====== Information shown ======
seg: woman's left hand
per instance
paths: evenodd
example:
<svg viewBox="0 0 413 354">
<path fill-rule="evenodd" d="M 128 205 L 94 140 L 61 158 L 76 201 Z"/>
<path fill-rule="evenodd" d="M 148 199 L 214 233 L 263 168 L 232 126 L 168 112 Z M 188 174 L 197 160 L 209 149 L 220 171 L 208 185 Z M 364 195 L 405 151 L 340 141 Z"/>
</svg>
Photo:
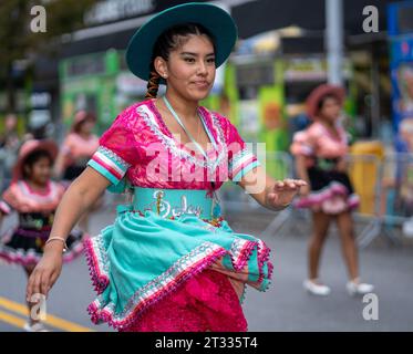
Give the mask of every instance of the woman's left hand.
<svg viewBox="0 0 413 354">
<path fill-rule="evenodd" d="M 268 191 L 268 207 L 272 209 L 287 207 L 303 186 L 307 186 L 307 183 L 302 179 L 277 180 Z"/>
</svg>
======
====== Information shown ======
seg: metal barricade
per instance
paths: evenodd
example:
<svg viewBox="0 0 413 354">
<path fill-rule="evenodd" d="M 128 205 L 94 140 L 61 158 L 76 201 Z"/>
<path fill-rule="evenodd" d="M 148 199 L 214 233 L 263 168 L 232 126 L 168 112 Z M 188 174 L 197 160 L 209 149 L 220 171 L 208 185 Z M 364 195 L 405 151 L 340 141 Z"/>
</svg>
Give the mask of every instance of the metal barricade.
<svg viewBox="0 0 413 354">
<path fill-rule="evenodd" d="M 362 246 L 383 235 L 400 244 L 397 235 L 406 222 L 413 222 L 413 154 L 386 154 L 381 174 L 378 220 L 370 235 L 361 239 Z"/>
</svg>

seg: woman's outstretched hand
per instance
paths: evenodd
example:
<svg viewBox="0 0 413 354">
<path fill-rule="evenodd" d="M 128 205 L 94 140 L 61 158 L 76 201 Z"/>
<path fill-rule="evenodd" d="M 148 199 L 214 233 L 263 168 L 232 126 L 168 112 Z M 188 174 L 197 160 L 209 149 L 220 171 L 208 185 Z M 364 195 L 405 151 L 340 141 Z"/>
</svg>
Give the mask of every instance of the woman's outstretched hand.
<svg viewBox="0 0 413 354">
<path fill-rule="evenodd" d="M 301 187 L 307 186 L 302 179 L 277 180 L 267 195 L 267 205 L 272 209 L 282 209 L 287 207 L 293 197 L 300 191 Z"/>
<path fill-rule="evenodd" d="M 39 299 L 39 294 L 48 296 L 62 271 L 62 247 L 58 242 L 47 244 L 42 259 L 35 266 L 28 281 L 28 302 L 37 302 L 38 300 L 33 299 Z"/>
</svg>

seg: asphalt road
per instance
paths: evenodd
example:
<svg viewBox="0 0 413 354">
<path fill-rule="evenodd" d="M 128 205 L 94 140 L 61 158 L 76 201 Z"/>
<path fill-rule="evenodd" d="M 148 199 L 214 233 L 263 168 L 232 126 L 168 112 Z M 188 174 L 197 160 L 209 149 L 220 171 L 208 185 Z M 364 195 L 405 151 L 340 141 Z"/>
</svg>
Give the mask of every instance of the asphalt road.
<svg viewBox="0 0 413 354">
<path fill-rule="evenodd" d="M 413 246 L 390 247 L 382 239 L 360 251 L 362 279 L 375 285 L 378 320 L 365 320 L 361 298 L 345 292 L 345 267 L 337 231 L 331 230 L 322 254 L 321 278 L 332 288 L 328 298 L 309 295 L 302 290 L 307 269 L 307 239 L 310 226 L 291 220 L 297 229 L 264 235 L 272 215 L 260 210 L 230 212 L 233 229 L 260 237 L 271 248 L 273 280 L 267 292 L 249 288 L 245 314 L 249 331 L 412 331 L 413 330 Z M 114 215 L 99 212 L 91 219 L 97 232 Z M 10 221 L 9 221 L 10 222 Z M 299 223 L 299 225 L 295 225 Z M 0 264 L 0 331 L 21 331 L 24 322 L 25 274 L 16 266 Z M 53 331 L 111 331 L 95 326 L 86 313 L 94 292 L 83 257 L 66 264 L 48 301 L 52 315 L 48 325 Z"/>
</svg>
======
====== Information shown ======
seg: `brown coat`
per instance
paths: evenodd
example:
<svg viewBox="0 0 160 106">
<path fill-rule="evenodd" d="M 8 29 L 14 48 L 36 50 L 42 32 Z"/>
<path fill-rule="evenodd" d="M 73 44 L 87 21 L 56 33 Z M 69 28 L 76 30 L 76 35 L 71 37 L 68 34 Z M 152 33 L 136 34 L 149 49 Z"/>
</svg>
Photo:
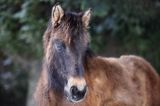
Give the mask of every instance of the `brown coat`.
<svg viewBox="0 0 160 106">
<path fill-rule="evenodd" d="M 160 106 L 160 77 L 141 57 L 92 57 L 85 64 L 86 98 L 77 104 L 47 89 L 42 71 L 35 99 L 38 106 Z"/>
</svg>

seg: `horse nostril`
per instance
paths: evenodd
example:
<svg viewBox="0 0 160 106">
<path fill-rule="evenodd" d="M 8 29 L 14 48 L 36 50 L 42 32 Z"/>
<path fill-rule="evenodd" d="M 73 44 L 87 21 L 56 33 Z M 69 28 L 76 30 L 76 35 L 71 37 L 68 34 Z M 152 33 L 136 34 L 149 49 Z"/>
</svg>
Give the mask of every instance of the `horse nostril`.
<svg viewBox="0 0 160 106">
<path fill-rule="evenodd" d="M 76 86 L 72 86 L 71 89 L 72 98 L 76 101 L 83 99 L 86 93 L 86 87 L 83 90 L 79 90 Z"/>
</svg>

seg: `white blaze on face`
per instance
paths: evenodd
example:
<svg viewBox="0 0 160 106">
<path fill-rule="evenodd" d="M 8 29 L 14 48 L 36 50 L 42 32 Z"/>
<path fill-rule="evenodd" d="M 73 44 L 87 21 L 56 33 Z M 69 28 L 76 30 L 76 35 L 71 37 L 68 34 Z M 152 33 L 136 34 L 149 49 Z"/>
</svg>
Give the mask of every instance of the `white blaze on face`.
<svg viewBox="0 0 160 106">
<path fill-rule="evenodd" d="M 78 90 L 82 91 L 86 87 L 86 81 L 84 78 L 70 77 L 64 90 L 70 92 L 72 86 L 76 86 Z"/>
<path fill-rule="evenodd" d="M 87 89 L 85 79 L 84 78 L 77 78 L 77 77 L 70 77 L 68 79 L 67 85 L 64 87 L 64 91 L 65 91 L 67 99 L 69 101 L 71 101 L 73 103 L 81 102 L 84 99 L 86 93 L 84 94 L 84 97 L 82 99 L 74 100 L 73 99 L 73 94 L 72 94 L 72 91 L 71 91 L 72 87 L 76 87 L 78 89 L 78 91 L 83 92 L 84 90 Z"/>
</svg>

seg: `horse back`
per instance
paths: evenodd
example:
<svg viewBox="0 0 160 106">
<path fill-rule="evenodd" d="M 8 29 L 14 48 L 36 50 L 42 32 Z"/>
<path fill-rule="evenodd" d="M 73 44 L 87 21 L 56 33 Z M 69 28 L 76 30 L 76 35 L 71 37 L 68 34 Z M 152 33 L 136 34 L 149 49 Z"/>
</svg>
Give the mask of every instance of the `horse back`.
======
* [Instruction]
Pull out each line above that contains the word "left", and copy those lines in their original order.

* [Result below]
seg: woman's left hand
Give the mask of every instance of the woman's left hand.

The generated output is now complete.